DATA EXTRACT

++++++++++

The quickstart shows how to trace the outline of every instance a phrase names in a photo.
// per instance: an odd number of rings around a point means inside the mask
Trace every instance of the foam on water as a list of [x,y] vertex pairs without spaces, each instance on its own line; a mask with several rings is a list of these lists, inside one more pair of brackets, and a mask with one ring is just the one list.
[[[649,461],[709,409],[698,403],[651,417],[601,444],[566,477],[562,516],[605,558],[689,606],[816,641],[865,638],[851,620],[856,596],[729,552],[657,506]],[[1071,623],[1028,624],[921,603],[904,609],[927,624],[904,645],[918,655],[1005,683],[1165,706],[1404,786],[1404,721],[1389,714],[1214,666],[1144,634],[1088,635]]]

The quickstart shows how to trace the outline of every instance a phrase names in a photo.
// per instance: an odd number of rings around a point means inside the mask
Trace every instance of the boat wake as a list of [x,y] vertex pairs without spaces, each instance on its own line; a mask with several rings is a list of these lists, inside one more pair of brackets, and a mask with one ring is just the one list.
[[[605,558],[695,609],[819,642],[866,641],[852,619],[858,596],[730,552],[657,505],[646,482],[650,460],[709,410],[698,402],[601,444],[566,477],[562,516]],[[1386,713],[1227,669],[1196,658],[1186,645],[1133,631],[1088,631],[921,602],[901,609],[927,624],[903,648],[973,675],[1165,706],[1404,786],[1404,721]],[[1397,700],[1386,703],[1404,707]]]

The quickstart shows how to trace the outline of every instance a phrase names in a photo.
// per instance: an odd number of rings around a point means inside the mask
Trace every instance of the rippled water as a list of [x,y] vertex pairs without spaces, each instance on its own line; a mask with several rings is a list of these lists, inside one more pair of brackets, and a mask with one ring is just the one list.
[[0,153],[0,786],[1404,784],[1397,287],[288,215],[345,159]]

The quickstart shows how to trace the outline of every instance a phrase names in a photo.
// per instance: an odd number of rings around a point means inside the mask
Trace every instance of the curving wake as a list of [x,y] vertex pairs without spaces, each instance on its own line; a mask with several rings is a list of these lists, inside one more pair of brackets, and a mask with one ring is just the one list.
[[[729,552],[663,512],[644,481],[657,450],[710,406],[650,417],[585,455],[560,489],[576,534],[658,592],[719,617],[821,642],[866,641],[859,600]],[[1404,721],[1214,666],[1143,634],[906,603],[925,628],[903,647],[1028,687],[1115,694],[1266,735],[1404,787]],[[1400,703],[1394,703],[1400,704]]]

++++++++++

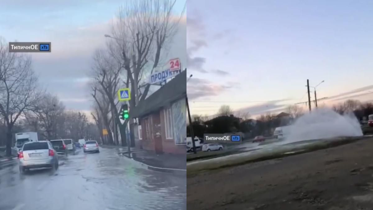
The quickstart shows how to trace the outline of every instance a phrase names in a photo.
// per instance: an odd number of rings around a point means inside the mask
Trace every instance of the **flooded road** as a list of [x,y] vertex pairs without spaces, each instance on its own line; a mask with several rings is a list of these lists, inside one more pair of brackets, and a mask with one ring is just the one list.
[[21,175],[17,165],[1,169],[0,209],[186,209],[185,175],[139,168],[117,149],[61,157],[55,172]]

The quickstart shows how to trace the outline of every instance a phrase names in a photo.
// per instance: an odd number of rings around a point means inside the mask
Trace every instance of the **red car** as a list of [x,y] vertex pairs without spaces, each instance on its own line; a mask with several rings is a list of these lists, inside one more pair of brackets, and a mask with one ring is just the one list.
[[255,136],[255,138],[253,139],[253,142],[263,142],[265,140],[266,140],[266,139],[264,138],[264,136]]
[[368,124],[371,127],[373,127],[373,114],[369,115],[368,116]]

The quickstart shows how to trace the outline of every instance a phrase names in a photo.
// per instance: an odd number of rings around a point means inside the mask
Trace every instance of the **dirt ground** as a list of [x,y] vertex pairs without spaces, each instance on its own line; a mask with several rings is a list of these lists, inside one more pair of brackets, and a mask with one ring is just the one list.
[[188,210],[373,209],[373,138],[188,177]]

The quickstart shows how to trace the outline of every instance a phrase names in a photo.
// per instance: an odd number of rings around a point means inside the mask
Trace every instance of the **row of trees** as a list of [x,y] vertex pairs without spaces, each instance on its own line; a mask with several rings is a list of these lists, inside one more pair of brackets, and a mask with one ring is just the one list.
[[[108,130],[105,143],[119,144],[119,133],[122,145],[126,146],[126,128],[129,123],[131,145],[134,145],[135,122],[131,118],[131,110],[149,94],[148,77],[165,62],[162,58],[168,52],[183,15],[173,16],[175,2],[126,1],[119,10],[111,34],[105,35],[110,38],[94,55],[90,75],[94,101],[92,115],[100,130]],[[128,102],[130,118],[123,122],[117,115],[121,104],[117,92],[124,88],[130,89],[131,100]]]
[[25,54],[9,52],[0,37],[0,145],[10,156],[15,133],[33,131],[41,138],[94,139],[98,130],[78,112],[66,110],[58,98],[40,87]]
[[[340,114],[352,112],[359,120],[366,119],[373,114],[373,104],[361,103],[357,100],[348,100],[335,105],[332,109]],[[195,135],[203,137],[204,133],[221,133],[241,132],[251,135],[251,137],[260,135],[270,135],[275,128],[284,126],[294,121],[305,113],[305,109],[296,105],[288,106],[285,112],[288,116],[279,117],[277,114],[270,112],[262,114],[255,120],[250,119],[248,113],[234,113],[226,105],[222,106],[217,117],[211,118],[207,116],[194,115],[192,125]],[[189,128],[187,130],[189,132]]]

++++++++++

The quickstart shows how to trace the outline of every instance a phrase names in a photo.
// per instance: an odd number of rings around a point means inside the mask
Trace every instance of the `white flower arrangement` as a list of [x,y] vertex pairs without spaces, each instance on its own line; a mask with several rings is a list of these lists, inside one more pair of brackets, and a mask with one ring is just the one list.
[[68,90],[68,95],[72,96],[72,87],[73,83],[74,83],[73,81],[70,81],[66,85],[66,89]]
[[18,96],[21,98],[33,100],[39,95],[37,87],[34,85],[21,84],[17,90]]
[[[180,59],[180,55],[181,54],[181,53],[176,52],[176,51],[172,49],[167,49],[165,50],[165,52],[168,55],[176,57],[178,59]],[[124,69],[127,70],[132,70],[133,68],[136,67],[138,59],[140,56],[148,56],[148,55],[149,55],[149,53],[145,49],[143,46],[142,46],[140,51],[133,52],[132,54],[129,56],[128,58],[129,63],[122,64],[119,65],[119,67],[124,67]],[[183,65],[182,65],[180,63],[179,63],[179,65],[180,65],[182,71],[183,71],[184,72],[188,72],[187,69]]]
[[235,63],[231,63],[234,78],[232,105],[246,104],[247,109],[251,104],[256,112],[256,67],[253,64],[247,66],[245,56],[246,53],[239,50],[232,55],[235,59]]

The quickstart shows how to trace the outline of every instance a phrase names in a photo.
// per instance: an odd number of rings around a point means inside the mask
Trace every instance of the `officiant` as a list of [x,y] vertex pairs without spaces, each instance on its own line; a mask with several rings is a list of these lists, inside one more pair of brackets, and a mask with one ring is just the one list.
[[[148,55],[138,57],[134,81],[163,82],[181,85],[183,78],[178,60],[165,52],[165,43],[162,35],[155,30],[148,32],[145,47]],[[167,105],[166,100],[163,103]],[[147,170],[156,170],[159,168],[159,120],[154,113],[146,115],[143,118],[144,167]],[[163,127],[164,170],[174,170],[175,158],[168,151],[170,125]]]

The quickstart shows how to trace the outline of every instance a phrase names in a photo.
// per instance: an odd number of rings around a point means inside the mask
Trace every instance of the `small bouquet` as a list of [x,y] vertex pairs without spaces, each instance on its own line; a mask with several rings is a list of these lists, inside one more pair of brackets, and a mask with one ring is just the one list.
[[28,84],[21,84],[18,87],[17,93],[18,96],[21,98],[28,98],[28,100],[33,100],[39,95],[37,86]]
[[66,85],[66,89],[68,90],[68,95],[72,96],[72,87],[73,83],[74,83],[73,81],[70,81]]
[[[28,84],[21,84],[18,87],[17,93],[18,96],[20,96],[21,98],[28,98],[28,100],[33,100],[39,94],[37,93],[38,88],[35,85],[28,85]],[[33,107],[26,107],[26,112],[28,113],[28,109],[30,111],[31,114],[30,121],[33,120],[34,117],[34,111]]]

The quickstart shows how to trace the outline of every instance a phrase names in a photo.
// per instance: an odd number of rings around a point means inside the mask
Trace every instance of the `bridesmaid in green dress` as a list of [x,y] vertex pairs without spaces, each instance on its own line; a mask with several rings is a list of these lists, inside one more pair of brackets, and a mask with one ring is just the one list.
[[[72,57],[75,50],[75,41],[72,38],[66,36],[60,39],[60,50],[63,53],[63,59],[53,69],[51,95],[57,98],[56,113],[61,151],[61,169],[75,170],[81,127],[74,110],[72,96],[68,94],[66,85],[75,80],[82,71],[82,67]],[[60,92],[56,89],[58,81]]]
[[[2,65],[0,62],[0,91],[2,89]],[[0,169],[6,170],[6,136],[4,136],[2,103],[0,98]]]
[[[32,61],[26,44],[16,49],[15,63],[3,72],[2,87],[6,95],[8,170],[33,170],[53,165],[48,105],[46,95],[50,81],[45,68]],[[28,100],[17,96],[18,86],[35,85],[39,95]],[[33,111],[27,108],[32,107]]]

++++++++++

Gather every line of the listing that contains the word "wake" and copy each one in full.

Trace every instance of the boat wake as a list of [x,y] vertex pairs without spaces, each instance on its own line; a mask with several rings is a list of these lists, inside one more pair of brackets, and a mask with one ring is just the one list.
Trace every instance of the curving wake as a list of [x,y] vertex pairs without spaces, each instance on its own line; a mask with several rings is a list of these lists, inside one more pair of brackets, and a mask with one ring is just the one list.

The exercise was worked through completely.